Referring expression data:
============================================================

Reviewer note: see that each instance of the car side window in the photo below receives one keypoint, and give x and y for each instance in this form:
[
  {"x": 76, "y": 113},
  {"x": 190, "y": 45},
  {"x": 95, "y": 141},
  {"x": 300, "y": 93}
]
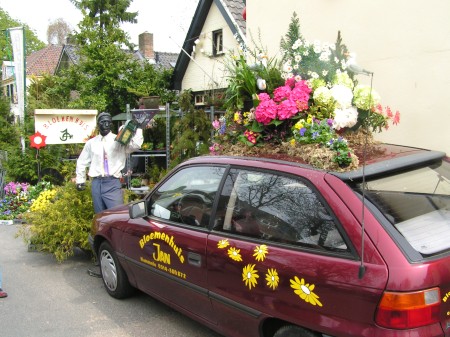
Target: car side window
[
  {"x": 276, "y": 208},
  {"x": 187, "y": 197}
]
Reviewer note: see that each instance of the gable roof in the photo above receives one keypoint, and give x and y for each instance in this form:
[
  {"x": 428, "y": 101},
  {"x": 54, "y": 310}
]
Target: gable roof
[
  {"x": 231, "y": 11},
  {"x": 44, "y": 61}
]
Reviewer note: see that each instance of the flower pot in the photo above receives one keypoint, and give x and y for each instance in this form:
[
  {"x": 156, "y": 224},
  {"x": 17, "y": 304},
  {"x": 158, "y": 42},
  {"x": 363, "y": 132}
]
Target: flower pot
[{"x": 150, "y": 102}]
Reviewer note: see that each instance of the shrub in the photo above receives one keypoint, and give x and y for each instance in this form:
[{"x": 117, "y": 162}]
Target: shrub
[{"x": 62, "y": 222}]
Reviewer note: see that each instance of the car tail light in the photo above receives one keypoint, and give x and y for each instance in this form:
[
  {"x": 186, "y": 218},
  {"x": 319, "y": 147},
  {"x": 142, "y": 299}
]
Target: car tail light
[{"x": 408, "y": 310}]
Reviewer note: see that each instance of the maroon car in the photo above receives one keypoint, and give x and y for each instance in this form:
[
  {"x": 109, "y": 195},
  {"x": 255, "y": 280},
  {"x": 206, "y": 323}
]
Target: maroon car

============================================================

TASK TO CARRY OUT: Show the lines in the entries above that include the string "maroon".

RESPONSE TO THE EXERCISE:
Reviewer note: see that each instance of the maroon car in the photo above receives one keypoint, and give x and y for each instance in this form:
Target: maroon car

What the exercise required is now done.